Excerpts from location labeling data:
_ _ _

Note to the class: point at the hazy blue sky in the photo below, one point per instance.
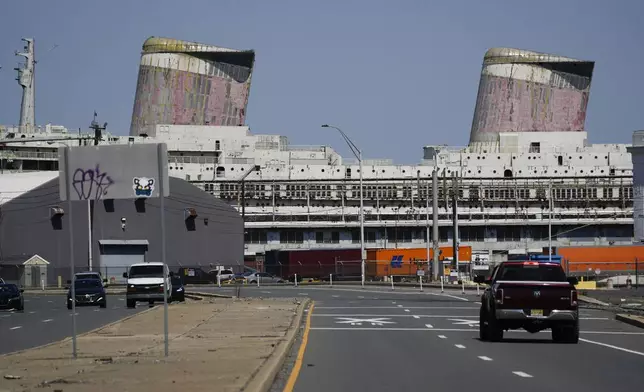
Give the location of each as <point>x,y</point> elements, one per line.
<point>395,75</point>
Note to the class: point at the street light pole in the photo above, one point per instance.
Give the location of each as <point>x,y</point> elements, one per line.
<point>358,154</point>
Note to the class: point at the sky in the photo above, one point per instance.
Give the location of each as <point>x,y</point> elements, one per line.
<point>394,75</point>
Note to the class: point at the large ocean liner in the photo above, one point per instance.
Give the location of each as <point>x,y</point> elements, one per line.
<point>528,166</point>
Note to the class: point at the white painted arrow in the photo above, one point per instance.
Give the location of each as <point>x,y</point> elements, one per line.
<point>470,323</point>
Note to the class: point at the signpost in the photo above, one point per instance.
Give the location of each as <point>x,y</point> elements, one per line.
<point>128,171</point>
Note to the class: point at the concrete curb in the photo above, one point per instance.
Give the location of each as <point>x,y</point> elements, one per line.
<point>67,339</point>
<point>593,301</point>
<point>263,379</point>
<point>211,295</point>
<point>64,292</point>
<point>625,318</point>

_ _ _

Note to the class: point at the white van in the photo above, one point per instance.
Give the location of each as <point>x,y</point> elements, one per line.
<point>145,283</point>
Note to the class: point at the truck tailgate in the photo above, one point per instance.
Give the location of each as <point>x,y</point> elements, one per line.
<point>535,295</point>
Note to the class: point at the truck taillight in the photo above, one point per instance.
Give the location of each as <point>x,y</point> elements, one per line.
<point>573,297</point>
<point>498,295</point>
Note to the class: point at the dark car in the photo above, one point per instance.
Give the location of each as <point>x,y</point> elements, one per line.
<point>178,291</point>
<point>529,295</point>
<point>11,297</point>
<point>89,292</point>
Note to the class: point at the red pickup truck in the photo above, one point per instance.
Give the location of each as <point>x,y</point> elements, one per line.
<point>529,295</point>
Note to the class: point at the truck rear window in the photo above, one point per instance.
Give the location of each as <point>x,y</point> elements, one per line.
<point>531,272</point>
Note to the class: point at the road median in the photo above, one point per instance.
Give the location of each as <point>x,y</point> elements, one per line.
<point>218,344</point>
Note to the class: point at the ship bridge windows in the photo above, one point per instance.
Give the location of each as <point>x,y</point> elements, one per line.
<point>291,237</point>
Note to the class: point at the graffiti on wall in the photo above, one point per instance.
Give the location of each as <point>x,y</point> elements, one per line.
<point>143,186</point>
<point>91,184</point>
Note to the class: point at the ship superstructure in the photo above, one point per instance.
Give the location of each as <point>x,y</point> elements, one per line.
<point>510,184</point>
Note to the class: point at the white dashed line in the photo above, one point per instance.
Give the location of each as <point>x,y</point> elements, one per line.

_ _ _

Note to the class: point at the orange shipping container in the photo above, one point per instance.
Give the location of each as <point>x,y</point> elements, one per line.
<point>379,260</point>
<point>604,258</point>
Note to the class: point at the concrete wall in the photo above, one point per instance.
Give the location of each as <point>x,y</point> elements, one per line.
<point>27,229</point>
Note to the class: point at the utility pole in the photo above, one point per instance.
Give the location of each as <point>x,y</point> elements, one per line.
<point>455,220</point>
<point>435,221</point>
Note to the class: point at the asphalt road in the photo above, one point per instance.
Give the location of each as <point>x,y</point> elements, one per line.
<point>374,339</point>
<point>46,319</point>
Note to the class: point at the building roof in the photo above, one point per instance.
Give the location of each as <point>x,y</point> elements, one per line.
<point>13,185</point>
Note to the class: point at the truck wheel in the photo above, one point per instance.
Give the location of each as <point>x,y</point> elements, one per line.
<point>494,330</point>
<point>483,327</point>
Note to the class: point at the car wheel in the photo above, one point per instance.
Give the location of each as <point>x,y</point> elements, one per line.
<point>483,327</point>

_ _ _

■ **SHORT TASK**
Please update the listing lines from the one holding "Note to the class: point at the ship bridge" through the one holding "<point>510,184</point>", inclusive, replacing "ship" with "vessel" and leaving everything else unchanged. Return only those lines.

■ **EXPECTED OUTPUT**
Note to the class: point at the vessel bridge windows in the photo above, one point per instance.
Give the location of each as <point>x,y</point> elements, one per line.
<point>291,237</point>
Note to the class: point at the graffiti on wall in the photo above, one point per instance.
Give the location of each as <point>x,y</point> elements, one per line.
<point>143,186</point>
<point>91,184</point>
Note to the class: point at the vessel superstructure in the photo above, one point per instance.
Give the location of each as <point>x,y</point> elements, one per line.
<point>510,184</point>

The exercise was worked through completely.